▸ **Directions**
Your answer should be every line from the records that contains "wind".

----- Exercise data

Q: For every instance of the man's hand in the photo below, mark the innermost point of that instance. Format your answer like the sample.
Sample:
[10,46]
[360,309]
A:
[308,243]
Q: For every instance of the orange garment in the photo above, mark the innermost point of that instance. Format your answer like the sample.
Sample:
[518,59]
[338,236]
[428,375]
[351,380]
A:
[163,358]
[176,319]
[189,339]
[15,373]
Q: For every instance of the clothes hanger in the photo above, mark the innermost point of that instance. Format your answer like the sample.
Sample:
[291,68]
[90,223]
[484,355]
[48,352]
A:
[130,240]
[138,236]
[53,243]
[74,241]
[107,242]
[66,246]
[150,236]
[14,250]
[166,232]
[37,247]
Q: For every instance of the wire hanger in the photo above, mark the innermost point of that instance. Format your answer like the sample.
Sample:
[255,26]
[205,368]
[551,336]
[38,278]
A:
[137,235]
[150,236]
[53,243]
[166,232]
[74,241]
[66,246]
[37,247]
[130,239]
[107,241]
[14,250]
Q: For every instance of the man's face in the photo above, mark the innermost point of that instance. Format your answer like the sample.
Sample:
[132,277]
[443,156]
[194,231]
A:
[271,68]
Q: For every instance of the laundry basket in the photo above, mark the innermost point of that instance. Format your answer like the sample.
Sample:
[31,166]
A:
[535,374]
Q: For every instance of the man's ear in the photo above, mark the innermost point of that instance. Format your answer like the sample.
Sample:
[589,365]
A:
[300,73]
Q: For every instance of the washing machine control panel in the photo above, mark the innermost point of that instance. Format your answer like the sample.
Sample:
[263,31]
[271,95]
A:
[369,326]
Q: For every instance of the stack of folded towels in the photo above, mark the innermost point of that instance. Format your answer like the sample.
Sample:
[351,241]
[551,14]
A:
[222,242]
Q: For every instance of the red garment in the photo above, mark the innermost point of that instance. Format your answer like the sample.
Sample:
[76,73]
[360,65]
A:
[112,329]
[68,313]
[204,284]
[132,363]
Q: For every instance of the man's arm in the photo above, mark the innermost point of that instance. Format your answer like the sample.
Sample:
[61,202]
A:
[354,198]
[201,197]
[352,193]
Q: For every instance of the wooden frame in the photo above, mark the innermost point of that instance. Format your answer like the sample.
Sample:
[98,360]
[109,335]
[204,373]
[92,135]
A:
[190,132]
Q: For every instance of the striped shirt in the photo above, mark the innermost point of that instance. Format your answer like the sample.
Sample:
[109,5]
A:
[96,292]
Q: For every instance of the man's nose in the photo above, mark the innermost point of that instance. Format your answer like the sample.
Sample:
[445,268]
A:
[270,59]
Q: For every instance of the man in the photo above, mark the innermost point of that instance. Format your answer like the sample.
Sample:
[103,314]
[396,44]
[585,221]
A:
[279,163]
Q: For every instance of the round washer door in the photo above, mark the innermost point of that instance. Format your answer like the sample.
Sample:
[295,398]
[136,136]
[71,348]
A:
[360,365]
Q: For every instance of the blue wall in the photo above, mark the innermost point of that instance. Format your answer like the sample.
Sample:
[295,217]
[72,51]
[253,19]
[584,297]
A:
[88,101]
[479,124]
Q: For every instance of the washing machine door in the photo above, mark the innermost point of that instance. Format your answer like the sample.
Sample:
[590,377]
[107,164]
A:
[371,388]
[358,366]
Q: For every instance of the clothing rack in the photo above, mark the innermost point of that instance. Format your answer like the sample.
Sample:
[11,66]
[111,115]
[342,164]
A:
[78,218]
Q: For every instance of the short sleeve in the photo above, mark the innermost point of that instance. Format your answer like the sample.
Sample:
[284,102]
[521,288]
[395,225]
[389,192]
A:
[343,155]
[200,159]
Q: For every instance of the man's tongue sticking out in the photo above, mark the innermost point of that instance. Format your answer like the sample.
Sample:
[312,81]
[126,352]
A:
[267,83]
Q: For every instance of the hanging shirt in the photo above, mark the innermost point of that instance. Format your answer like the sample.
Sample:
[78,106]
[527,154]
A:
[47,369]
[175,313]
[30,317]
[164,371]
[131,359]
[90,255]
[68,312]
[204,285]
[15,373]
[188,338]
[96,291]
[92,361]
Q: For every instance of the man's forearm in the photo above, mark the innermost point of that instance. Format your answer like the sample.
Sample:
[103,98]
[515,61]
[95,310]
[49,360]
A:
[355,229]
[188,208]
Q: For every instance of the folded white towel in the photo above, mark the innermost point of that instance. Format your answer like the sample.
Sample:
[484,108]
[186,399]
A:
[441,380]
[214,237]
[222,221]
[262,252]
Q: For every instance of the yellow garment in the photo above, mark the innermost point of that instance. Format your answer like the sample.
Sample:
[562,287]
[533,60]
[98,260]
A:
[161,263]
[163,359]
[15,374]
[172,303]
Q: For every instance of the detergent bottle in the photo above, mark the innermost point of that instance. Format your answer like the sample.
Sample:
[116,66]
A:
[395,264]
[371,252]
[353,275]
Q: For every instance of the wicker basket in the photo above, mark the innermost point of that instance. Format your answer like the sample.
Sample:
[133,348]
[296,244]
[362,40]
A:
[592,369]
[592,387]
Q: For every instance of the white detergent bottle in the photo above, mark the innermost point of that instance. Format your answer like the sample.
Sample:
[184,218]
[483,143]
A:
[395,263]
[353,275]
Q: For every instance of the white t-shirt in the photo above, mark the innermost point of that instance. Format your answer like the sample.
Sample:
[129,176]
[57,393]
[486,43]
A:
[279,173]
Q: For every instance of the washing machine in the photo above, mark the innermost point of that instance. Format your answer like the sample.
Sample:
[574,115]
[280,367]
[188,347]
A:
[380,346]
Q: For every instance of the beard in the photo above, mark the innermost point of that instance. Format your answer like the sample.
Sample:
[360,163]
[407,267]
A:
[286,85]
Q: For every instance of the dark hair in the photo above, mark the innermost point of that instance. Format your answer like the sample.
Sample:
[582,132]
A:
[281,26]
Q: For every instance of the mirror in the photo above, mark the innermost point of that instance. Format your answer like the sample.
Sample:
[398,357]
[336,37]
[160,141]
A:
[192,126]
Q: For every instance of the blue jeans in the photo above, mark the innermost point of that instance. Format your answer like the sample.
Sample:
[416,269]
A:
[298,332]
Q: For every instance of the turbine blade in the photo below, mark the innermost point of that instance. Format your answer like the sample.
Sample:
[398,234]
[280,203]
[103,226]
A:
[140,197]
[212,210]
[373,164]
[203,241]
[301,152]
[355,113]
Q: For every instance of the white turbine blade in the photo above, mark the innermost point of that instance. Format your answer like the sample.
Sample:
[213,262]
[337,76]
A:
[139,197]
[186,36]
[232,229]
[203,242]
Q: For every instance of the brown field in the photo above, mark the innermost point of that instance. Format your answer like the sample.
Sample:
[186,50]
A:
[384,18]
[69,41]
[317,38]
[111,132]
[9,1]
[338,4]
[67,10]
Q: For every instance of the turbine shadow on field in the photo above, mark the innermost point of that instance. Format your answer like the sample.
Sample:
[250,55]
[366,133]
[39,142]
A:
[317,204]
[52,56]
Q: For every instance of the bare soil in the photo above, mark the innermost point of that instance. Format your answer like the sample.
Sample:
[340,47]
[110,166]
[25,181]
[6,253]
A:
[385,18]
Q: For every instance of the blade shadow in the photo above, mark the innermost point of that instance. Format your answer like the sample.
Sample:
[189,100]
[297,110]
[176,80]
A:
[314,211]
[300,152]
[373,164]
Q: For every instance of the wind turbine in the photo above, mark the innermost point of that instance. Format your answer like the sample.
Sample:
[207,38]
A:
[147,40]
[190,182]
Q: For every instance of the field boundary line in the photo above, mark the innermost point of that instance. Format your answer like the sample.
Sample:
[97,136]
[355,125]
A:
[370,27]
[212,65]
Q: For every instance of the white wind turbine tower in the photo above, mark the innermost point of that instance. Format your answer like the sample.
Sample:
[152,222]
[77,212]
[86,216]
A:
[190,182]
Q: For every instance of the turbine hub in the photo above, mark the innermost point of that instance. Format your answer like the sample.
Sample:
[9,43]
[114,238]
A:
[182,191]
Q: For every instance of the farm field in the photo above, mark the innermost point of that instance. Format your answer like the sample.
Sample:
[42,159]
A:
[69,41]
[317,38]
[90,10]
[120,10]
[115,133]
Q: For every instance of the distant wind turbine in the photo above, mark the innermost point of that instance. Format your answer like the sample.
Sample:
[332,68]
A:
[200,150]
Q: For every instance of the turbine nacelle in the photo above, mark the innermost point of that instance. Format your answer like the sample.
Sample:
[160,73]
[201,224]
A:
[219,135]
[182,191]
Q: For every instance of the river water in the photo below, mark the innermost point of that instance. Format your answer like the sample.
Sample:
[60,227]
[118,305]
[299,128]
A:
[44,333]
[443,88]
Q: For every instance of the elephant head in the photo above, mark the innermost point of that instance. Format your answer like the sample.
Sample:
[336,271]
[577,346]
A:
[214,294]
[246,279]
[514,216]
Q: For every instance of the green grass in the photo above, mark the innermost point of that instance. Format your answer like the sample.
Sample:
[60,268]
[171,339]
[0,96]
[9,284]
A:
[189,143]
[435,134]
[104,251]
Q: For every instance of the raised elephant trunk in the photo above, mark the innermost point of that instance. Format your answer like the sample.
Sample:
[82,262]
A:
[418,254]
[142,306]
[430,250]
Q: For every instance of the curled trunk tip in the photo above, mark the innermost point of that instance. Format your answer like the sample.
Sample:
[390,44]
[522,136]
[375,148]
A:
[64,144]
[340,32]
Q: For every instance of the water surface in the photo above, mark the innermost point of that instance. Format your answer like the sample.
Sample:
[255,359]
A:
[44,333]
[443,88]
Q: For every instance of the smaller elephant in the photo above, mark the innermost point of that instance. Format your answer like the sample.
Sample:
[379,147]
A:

----------

▸ **Task output**
Q: For every instance of the wind turbine in the photo above, mark the innermost point of that instance. Format your answer like the sample.
Q: For every instance of the white wind turbine tower in the photo above, mark the innermost point of that instance. Format your answer like the sample.
Q: For every instance of the distant wind turbine in the photo above, mark the innermost point of that instance. Format your answer like the sample.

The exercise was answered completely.